◆ EJERCICIO ESCRITO 1
Según el texto sobre la política ambiental, ¿dónde surgió la política ambiental consciente y sistemática?
◆ EJERCICIO ESCRITO 2
Reescriba el fragmento del texto sobre la política ambiental que comienza en las palabras "La política ambiental" y termina después de "de reflexiones políticas.", sustituyendo "Inglaterra" por "Bélgica".

◆ TEXTO PROPUESTO
========================================================================
La política ambiental consciente y sistemática surgió en Europa. Ese hecho no puede sorprender. En Europa comenzó la industrialización. En Europa, la invención de la máquina de vapor y la explotación del carbón en las minas de Inglaterra y Alemania, pero también en otros países del centro del continente, desataron aceleradas transformaciones económicas. Unido a esa concentración industrial en las cuencas carboníferas tuvo lugar un igualmente rápido aumento de la población. En las primeras décadas de la industrialización no se tuvieron en cuenta ni sus consecuencias sociales ni sus consecuencias ecológicas, ni éstas fueron tampoco objeto de reflexiones políticas.
========================================================================
◆ FILAS DE DATOS
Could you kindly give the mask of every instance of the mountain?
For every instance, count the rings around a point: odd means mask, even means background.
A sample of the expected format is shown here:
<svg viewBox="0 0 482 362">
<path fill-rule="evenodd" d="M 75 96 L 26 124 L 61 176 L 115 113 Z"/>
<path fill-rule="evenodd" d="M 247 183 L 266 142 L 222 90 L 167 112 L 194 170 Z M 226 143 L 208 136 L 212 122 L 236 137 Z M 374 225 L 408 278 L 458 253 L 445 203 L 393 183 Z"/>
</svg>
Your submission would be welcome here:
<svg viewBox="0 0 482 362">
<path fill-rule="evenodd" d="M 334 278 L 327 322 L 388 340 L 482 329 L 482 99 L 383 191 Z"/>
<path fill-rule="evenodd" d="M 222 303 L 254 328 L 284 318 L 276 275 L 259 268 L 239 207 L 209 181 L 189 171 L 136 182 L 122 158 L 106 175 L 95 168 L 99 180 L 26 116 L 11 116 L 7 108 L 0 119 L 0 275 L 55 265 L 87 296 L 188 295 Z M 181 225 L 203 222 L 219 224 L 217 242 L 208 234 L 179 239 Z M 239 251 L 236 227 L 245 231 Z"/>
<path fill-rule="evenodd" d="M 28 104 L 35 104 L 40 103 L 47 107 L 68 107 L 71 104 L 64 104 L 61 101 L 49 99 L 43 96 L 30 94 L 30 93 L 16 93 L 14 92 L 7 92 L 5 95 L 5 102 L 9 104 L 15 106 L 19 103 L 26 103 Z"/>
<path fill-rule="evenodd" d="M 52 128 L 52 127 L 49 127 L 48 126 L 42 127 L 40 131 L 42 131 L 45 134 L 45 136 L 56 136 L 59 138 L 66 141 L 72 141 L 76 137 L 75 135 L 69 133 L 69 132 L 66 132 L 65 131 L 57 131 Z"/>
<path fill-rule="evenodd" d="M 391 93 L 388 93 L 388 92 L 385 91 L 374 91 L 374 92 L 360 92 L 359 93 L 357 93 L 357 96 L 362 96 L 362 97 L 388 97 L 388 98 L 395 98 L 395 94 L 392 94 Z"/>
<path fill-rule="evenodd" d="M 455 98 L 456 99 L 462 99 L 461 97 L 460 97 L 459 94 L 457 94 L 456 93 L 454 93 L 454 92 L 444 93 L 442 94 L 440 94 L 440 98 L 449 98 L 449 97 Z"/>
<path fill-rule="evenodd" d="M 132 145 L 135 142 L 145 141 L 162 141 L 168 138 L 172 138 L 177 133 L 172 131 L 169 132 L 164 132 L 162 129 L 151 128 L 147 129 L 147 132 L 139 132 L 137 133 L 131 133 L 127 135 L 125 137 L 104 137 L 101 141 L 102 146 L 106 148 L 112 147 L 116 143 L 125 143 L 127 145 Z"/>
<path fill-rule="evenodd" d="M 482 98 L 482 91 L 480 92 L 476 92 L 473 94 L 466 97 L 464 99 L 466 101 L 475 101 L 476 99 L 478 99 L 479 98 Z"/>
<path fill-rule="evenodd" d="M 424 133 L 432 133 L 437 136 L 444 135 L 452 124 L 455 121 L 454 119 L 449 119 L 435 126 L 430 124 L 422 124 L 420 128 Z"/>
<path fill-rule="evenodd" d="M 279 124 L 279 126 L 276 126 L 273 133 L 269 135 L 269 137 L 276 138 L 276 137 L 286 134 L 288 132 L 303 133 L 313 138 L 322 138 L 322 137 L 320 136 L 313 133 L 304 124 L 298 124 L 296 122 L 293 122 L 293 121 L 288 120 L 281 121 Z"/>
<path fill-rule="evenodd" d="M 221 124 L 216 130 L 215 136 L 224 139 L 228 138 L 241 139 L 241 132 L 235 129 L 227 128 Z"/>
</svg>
========================================================================
◆ SOLUCIÓN DESARROLLADA 1
En Europa.

◆ SOLUCIÓN DESARROLLADA 2
La política ambiental consciente y sistemática surgió en Europa. Ese hecho no puede sorprender. En Europa comenzó la industrialización. En Europa, la invención de la máquina de vapor y la explotación del carbón en las minas de Bélgica y Alemania, pero también en otros países del centro del continente, desataron aceleradas transformaciones económicas. Unido a esa concentración industrial en las cuencas carboníferas tuvo lugar un igualmente rápido aumento de la población. En las primeras décadas de la industrialización no se tuvieron en cuenta ni sus consecuencias sociales ni sus consecuencias ecológicas, ni éstas fueron tampoco objeto de reflexiones políticas.